---------- DATA
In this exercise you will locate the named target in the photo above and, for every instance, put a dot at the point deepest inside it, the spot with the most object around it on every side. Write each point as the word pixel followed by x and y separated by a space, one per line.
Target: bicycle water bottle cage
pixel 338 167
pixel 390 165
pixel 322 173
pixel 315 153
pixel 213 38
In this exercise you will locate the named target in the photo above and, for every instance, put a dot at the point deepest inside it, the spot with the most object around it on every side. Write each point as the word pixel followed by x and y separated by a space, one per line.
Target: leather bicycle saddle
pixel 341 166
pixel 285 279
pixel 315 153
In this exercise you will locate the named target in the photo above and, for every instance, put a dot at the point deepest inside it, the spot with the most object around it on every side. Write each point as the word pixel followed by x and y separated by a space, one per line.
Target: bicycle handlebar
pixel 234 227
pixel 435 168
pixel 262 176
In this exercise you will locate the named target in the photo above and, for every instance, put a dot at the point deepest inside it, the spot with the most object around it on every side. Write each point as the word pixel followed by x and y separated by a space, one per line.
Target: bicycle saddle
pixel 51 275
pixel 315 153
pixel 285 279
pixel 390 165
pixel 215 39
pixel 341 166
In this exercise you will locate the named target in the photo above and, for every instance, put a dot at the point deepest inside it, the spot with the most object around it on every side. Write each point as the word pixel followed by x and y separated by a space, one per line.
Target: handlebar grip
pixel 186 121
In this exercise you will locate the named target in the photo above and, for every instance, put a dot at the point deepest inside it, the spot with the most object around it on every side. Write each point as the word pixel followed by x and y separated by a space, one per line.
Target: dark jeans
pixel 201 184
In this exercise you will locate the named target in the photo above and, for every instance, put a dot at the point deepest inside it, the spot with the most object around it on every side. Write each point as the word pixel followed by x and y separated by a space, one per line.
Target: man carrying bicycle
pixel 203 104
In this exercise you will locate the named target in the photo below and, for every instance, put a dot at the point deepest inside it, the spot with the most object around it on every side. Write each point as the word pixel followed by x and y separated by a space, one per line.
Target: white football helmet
--------------------
### ASSIGNMENT
Repeat the data verbatim, line after line, leaving nothing out.

### COMPLETED TASK
In this exercise you will locate the named target in the photo above and, for every instance, put a dot at the point deepest inside it, the spot with the most object around it on every side. Write each point as the word pixel followed by x and y separated by a space, one per line.
Target: bicycle water bottle cage
pixel 338 167
pixel 390 165
pixel 322 173
pixel 315 153
pixel 213 38
In this exercise you will locate the named target in the photo above and, for every instance, put a dot at the point deepest inside it, the spot with the most object around it on every side. Write each point as the word pixel followed by x and y separated by a space, one per line.
Target: leather bicycle saddle
pixel 341 166
pixel 285 279
pixel 315 153
In this exercise you will locate the named target in the photo above and, for every instance, put a dot at the point deepest inside it, the spot with the most object around it on every side. Write each point as the word pixel followed by x and y separated by a space, one per line.
Target: bicycle handlebar
pixel 234 227
pixel 435 168
pixel 262 176
In this exercise you will locate the named target in the photo above and, for every instance, put a dot at the point deepest inside it, the spot with the most object around it on every side. Write each point as the word pixel followed by x and y separated by a space, one per line.
Target: bicycle saddle
pixel 51 275
pixel 315 153
pixel 285 279
pixel 390 165
pixel 215 39
pixel 341 166
In this exercise you will locate the named target in the photo above and, for every instance, put a dot at the point deepest inside it, the spot with the most object around it on every side. Write each point as the word pixel followed by x and y separated by a space, one per line.
Target: handlebar grip
pixel 186 121
In this exercise you will locate the named target in the photo above and, for every instance, put a dot at the point deepest inside it, the spot with the most object around it on every side. Write each point as the word pixel followed by x and y separated by a space, one per line.
Target: dark jeans
pixel 201 184
In this exercise you will locate the named target in the photo above and, for every instance, put a dot at the point deepest inside it, the spot with the most object around it on every side. Write each point as the word pixel followed by x and y separated by a space, one per line.
Target: man carrying bicycle
pixel 203 104
In this exercise you will locate the named target in the photo below and, for every instance, put a dot at the point deepest inside it, the spot with the most object around it on every side. Write each point as the word pixel followed by x and y separated by a space, one per line.
Target: white football helmet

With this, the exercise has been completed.